SOURCE EXTRACT:
By Ron Wilson, Altera
FinFET is the latest buzzword in electronics design industry today. Everyone is talking about FinFETs—arguably the biggest change in transistors since commercialization of the MOSFET in the 1960s. And nearly everyone—except perhaps enthusiasts of fully-depleted silicon on insulator (FDSOI)—accepts that beyond the 20 nm node, FinFETs are the future of SoCs. But what does that future hold for a system developer who will use these SoCs?.
The best way to answer that question may be to find out what FinFETs will mean to circuit designers—analog and digital—and then to SoC designers. From this information we can infer what FinFETs will mean at the system level.
What’s make FinFETs Different?
Enough has been said about the thinking behind FinFETs and about their structure (Figure 1) that we needn’t repeat those discussions here. We are more interested in how FinFETs differ from planar MOSFETs in the eyes of the circuit designer. For that question a technical panel at this year’s Design Automation Conference (DAC) provided a unique window into the thinking of analog designers.

RECORDS SHOWN:
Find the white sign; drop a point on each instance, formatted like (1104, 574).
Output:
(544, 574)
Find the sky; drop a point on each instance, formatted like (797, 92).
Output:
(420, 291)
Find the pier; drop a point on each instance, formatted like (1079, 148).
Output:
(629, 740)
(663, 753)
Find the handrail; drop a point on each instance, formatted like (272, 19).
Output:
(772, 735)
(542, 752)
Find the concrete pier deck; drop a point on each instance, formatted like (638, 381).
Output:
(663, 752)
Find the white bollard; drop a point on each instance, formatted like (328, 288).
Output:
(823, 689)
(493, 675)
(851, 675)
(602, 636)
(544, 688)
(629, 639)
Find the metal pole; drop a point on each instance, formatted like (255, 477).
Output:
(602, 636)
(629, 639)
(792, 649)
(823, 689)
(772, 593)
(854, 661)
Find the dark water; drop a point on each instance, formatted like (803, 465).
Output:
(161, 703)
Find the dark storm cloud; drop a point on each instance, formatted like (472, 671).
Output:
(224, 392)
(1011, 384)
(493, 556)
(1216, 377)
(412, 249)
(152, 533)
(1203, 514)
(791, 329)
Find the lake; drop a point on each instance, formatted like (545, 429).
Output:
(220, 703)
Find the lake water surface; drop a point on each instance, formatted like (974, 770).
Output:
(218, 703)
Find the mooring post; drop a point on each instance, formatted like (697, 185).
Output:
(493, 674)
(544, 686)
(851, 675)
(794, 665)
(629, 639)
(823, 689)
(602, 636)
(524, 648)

DIRECTIONS:
a – In the FinFET article, condense the paragraph that begins "FinFET is the latest buzzword" into a shorter version that keeps its main facts.
b – Pull out the passage of the FinFET article that begins at "The best way" and ends with "make FinFETs Different?", copying it word for word.

SOLUTIONS IN ORDER:
a – FinFETs are the current buzzword in electronics design, arguably the biggest transistor change since the MOSFET was commercialized in the 1960s. Nearly everyone, with the possible exception of fully-depleted silicon on insulator (FDSOI) enthusiasts, accepts that FinFETs are the future of SoCs beyond the 20 nm node. The question is what that future holds for system developers who will use these SoCs.

b –
The best way to answer that question may be to find out what FinFETs will mean to circuit designers—analog and digital—and then to SoC designers. From this information we can infer what FinFETs will mean at the system level.
What’s make FinFETs Different?